Content starts
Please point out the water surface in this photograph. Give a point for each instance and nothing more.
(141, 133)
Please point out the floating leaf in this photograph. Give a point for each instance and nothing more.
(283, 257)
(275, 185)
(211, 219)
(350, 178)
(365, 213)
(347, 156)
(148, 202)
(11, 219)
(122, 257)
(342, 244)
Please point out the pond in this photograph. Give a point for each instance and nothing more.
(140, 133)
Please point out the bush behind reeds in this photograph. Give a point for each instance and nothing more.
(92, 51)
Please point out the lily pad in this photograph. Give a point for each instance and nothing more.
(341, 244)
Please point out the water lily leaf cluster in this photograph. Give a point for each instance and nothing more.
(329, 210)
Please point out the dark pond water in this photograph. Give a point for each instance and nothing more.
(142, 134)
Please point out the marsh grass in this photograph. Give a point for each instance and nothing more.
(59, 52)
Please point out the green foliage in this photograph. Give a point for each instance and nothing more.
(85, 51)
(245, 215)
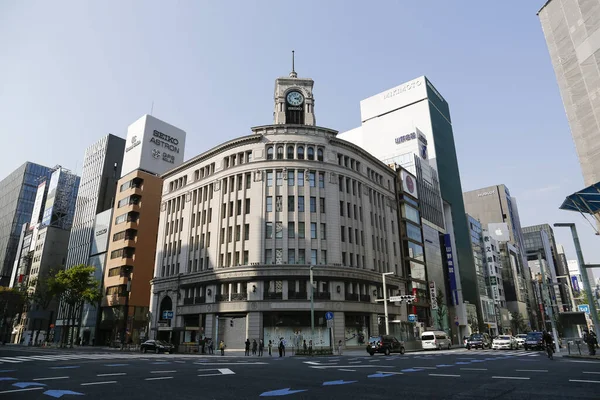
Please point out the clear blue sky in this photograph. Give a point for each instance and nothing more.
(72, 71)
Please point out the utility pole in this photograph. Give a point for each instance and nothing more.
(548, 303)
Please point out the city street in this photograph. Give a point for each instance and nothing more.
(454, 374)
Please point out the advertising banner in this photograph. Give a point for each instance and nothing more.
(451, 273)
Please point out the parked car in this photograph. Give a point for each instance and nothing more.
(157, 346)
(534, 341)
(521, 340)
(504, 342)
(435, 340)
(385, 344)
(479, 341)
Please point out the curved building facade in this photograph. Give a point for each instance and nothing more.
(241, 224)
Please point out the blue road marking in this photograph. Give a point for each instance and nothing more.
(59, 393)
(379, 375)
(23, 385)
(280, 392)
(340, 382)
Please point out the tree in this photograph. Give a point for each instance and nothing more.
(442, 310)
(76, 286)
(518, 322)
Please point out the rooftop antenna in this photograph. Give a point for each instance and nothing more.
(293, 74)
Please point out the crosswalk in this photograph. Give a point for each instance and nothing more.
(69, 357)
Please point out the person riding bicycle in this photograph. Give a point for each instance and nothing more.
(548, 341)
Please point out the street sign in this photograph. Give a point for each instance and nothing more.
(584, 308)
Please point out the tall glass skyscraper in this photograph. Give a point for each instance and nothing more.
(17, 197)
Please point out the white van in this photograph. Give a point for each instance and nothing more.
(435, 340)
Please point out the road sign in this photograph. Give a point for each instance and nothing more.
(584, 308)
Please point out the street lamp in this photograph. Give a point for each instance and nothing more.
(387, 325)
(583, 266)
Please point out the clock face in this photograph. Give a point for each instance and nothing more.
(295, 98)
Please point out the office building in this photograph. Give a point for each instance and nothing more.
Content ends
TASK PROMPT »
Everything in the records above except the pictures is to be reproduced word for word.

SOLVED PROBLEM »
Please point out the water surface in this photograph. Give a point for each instance and nothing more.
(141, 133)
Please point out the floating leaf in this photograph. Give a point for each instance and nothing more.
(283, 257)
(275, 185)
(211, 219)
(350, 178)
(365, 213)
(347, 156)
(148, 202)
(11, 219)
(122, 257)
(342, 244)
Please point out the pond in this photograph. Give a point for each instance and nothing more.
(140, 133)
Please point out the bush behind reeds in this photograph. Give a point for each instance and nothing more.
(92, 51)
Please point out the lily pad in this photograph. Give a point for each instance and nothing more.
(341, 244)
Please point out the water lily leaf cluster in this photograph. Give a point for each instance and nothing more.
(329, 210)
Please point out the dark pond water in this photograph. Give a point for each instance and nothing more.
(142, 134)
Please point out the marsh grass in this photograph. Give a point for each instance and nothing more.
(59, 52)
Please point out the green foliage in this photograph. Give a point for each instance and nothing more.
(85, 51)
(245, 215)
Please point out the clear blue sky in this photograph. Give a point for each instance and nothing more.
(72, 71)
Please point out the utility pole in this photograph. Give a point for each instance and nothing more.
(548, 303)
Please point out the city street in this photograph. Give a point for each instance and nothing more.
(454, 374)
Please point out the advertising banner in this photograph. Give a point for each instance and nothing more.
(451, 273)
Please point out the parked car in this photograph. Give a point for each instance and nothing more.
(157, 346)
(534, 341)
(521, 340)
(504, 342)
(435, 340)
(385, 344)
(479, 341)
Please point out the curved building facade in this photograph. Give a point for each instance and nothing more.
(241, 224)
Please point out the blue road marking in this photograph. Give a point for each instance and nothing more.
(59, 393)
(379, 375)
(23, 385)
(280, 392)
(340, 382)
Please point out the tree in this photograph. Give a point for each instance and nothing more.
(442, 310)
(76, 286)
(518, 322)
Please point out the rooftop antenna in this photograph. Give a point for each instance and nothing more.
(293, 74)
Please point out the crosswalk in this photograph. Give a point for each instance and nothing more.
(69, 357)
Please point out the person riding bicycle in this photograph. Give a point for each instance and nothing more.
(548, 341)
Please point out the street sign in this photograph. Give a point for each instance and nothing more.
(584, 308)
Please point out the tall glass skyscraper in this photograph. Give a point for each instance and nothing more.
(17, 197)
Please point out the white van in this photograph. Give a point for each instance and nothing more.
(435, 340)
Please point out the road sign in this photograph. Give a point for each instance and nothing more.
(584, 308)
Please point out the street lamp in this photograph. Give a point for each instance and nothing more.
(387, 325)
(583, 266)
Please point out the clock face in this photograph. Give a point for each instance and nothing more.
(295, 98)
Please point out the office building in this photograph. Give a point for each instance and nothing more.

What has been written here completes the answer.